• REQUIRED WORK: Please change "Place a marker on" to "Put a point on" throughout the lines below and write them out again with everything else unchanged. Leave the pictures out of your answer.

• MATERIAL FOR THE TASK:
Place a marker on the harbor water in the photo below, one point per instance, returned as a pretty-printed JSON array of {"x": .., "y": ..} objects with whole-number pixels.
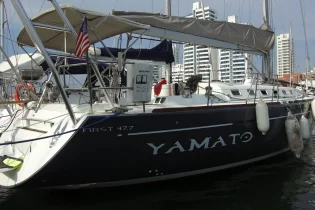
[{"x": 284, "y": 182}]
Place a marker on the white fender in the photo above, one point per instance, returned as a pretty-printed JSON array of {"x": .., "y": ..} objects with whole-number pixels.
[
  {"x": 313, "y": 108},
  {"x": 262, "y": 117},
  {"x": 293, "y": 131},
  {"x": 305, "y": 128}
]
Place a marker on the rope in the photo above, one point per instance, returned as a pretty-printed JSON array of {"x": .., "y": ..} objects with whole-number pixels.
[{"x": 59, "y": 134}]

• FINISHED TASK:
Put a point on the harbor water in the photo below, one point per instance, returned as a pretty-printed JSON array of {"x": .., "y": ..} objects with whole-number pixels.
[{"x": 284, "y": 182}]
Put a point on the white fender in the photo above, one point per instance, returned as a pretty-printed JSON array of {"x": .., "y": ..} objects with whole-number pixels.
[
  {"x": 313, "y": 108},
  {"x": 262, "y": 117},
  {"x": 293, "y": 131},
  {"x": 305, "y": 128}
]
Put a point on the rope in the photo above, one point per instance, returned as a pretty-printed JSON array of {"x": .., "y": ..} objects with whole-number pixels.
[{"x": 59, "y": 134}]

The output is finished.